:: TEXT SEGMENT ::
****************************************

The initial effect is that it is impossible for a baseline human to infiltrate their society.
Interestingly, all information suggests that the colonists are unaware of the orbital beacons which attracted the initial survey expedition; it is possible that this is the remnant of early, perhaps initial, schism in the colonist society.
The classification as an E starport is due to the scout presence on the surface. A semi permanent post has been created, as they anticipate a long, long period of study before contact, if it is ever deemed to be necessary.
Adventure hooks.
One obvious possibility is trying to make contact with the society. This would be a major challenge for a group –one that would have to be comfortable with a very “talky-thinky” campaign.
Another would be running the initial discovery by the scouts; note that in this case, the planet should still retain a type E port – insofar as the scouts quickly discover that someone has been here before, and plans to come back. Who ? Why ? well, seems that One habitation has broken the ultimate taboo; when a private ship had to enter the system, they found the colony and made contact with one of the habitations –the rulers of which are trading local resources for luxuries for the upper few. Obviously this is depleting the resource loop of the colony, and will likely cause its collapse if the mayor of habzone 8 doesn’t stop trading trace elements and compounds for really tasty food bars.

****************************************

:: MATERIAL PROVIDED ::
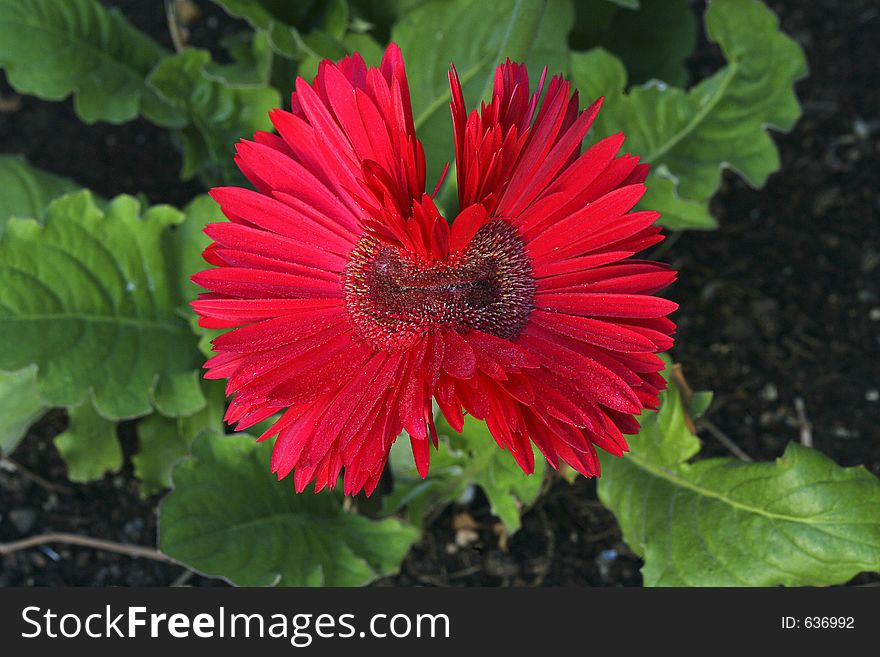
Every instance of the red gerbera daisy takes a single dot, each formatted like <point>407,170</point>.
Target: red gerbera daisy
<point>355,303</point>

****************************************

:: SET OF TASKS ::
1. According to the colony setting text, why does the planet have an E starport classification?
2. Resume the colony setting text right after its last sentence.

:: RESULTS OF THE EXERCISE ::
1. Scouts have a presence on the surface.

2.
A less official scenario would be the players being hired to either find the colony by an undisclosed private company; the kicker is that when the colony ship set off, it was funded by the inventor and of a unique and very efficient fusion power plant (who was also owner of the start-up to exploit it) – a design which was never produced, an as she left with the colony ship and all known prototypes. The remains of the start up company were left behind, and actual ownership of the process has been passed from corporation to corporation, and been the focus of several unsuccessful attempts to replicate it, as it still has several unique advantages over current designs (GM: make up your own, could be as as simple as an extremely low production cost, could be as revolutionary as room temperature fusion). While it was supposed that the design and prototypes were lost with the ship, and have never been rediscovered, the patron has evidence that someone is trying to reverse engineer one of the exact designs of the originals with the goal of putting it on the market as their own invention. So, the mission is to find out where the unit came from. Turns out, the prototypes are the fusion units running the habitations –one of which recently vanished, condemning the local population to a rapid, icy, death.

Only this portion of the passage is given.